__SELECTED EXCERPT__.
+---+

Cyberattacks on large financial institutions more than doubled from a year ago, according to a survey released last week by Deloitte & Touche LLP.
The New York-based consulting firm said 83 percent of senior security officers at the world's leading financial institutions said their systems had been compromised in the past year, compared with 39 percent in 2003. And 43 percent of the respondents whose systems were attacked said they lost money because of the attacks.
"What it says is that the attention of the big financial institutions is on this issue at much higher levels of the organization," said Ted DeZabala, national leader of security services at Deloitte. "They are now cognizant of the magnitude of the problem, and they are taking much more action to address the issue."
However, he said the problem is growing faster than companies can respond.
"It's harder to keep up, and yet there's much more attention paid to the issue than ever before," DeZabala said. "But there's still a long way to go, and if they don't accelerate their attention to this issue and implement solutions, it's going to continue to get away from them."

+---+

__TASK DATA__.
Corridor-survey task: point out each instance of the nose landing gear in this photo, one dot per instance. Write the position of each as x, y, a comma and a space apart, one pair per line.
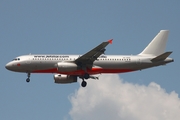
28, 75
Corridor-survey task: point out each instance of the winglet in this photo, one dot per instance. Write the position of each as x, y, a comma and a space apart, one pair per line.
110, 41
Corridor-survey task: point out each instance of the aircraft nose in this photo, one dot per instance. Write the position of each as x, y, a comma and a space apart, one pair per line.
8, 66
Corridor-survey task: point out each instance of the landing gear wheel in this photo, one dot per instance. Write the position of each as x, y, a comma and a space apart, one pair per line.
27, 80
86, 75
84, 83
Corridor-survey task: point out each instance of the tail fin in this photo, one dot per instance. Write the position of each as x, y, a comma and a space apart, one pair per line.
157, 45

+---+

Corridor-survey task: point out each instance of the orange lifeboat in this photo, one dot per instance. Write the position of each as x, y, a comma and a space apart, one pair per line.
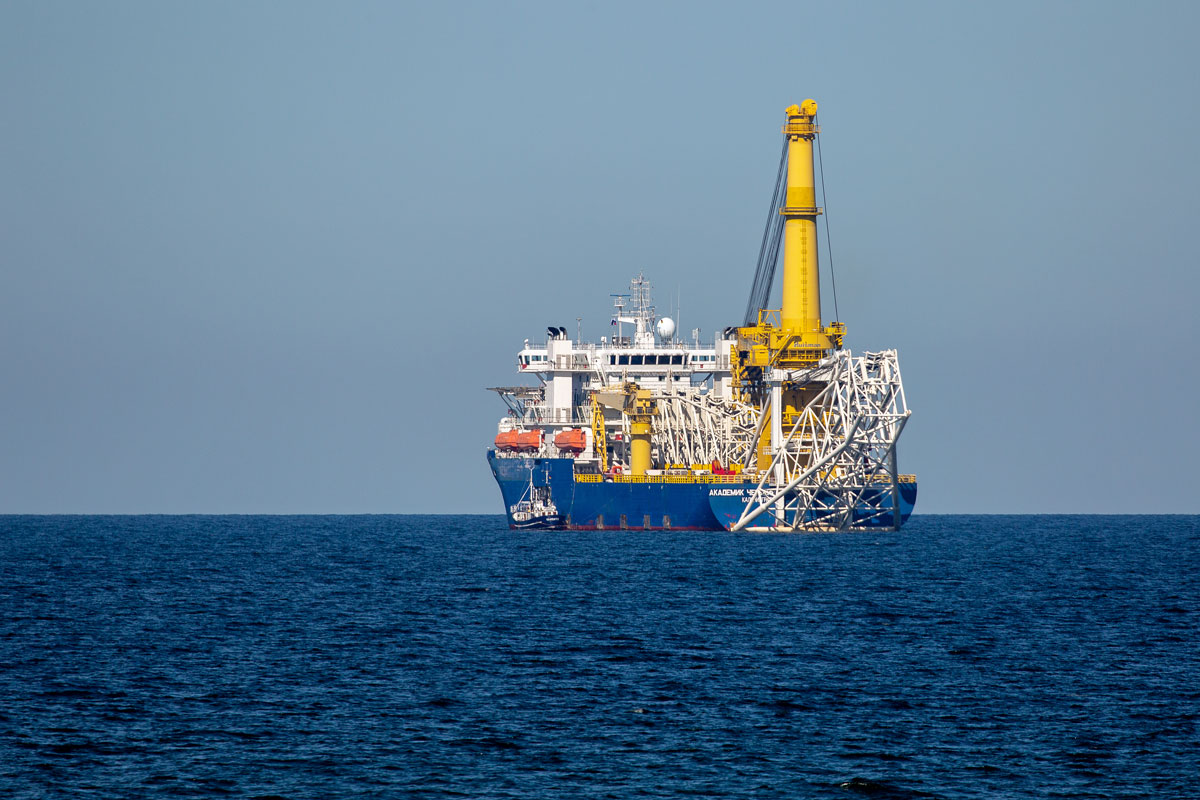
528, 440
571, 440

+---+

__REQUIREMENTS__.
**a)** Report each line of the listing that contains the string "nose", treating uppercase and lowercase letters as different.
**b)** Write the next part of the article about cyberattacks on financial institutions, picking up after its final paragraph.

__EXERCISE RESULTS__.
**a)**
Corridor-survey task: point out each instance of the nose landing gear in this photo, one dot per instance. Write the position of each as x, y, a comma and a space apart, one pair per line.
Corridor-survey task: point out each instance of the aircraft nose in this photo, one dot per instance. Write the position of each as x, y, a comma and a space apart, one pair per line.

**b)**
DeZabala said that since the 9/11 terrorist attacks, financial institutions have been under a lot more regulatory pressure to secure their IT systems. "People are much more attuned to risk management issues now, with security being one of them," he said.
Despite the increase in cyberattacks, more than 25 percent of respondents said their security budgets remained flat this year, while almost 10 percent said their budgets were cut from the previous year.
"Spending on security technologies is telling us that it's not so much that people are reducing the deployment of technology but that they're focusing on deployment as opposed to purchasing," DeZabala said. "Companies have learned that the total cost of ownership for a security solution is more than the cost of the software. In the past, companies had done a lot of purchasing and not a lot of deployment. But now people are focusing on deploying what they have or what they're buying, so that explains some of the reduction."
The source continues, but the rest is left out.